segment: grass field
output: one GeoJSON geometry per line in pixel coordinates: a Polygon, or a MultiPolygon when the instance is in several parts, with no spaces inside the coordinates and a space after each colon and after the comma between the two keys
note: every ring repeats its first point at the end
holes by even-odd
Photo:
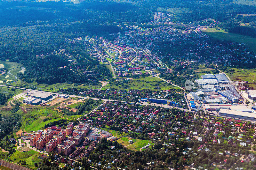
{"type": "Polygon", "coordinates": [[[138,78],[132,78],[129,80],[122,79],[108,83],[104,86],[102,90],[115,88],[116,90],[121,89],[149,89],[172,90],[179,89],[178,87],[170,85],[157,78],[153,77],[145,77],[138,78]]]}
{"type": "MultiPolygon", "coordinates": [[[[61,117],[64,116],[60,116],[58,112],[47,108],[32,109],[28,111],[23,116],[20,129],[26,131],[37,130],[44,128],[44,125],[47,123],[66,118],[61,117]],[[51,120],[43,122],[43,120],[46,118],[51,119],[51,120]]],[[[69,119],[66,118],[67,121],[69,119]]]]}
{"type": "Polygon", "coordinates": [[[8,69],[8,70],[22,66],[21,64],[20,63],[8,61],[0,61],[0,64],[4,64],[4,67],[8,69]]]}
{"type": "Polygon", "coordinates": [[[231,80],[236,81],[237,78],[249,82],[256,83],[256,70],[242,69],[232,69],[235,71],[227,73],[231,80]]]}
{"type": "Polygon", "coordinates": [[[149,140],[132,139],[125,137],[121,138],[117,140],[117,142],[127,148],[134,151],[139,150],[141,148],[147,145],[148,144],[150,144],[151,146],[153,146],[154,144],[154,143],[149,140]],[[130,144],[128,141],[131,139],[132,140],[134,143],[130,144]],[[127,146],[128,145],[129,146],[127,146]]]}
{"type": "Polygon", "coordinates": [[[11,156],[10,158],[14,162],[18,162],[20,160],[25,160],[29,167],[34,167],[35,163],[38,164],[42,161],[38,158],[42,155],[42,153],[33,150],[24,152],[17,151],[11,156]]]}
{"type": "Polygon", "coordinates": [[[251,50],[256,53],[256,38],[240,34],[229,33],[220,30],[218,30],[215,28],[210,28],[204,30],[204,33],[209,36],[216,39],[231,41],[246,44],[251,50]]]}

********

§ Stated goal
Can you give the material above again with "grass field" replaced by "lawn", everything else unchanged and the pictures left out?

§ Solution to this exercise
segment: lawn
output: one GeoJSON geometry per line in pixel coordinates: a Polygon, or a MultiPolygon when the instance is in several parts, with no spaces inside the coordinates and a space after each colon and after the comma between the two keys
note: every ring repeats its first point at the end
holes by even-odd
Photo:
{"type": "Polygon", "coordinates": [[[138,78],[132,78],[129,80],[122,79],[108,83],[104,86],[102,90],[115,88],[116,90],[121,89],[149,89],[172,90],[179,89],[178,87],[170,85],[157,78],[153,77],[145,77],[138,78]]]}
{"type": "MultiPolygon", "coordinates": [[[[61,117],[64,116],[60,116],[58,112],[47,108],[32,109],[28,111],[23,116],[20,129],[26,131],[37,130],[44,128],[44,125],[47,123],[66,118],[61,117]],[[51,120],[43,122],[43,120],[46,118],[51,119],[51,120]]],[[[69,119],[66,118],[67,121],[69,119]]]]}
{"type": "Polygon", "coordinates": [[[8,69],[8,70],[22,66],[21,64],[20,63],[8,61],[0,61],[0,64],[4,64],[4,67],[8,69]]]}
{"type": "Polygon", "coordinates": [[[231,80],[236,81],[237,78],[249,82],[256,83],[256,70],[242,69],[232,69],[235,71],[227,73],[231,80]]]}
{"type": "Polygon", "coordinates": [[[149,140],[132,139],[125,137],[121,138],[117,140],[117,142],[127,148],[134,151],[139,150],[141,148],[147,145],[148,144],[150,144],[151,146],[153,146],[154,144],[154,143],[149,140]],[[130,144],[128,141],[131,139],[132,140],[134,143],[130,144]],[[127,146],[128,145],[129,146],[127,146]]]}
{"type": "Polygon", "coordinates": [[[11,156],[10,158],[14,162],[18,162],[20,160],[25,160],[29,167],[34,167],[35,163],[38,164],[42,161],[38,158],[42,155],[42,153],[33,150],[24,152],[17,151],[11,156]]]}
{"type": "Polygon", "coordinates": [[[251,50],[256,53],[256,38],[240,34],[229,33],[220,30],[218,30],[215,28],[210,28],[204,30],[204,33],[209,36],[216,39],[231,41],[246,44],[251,50]]]}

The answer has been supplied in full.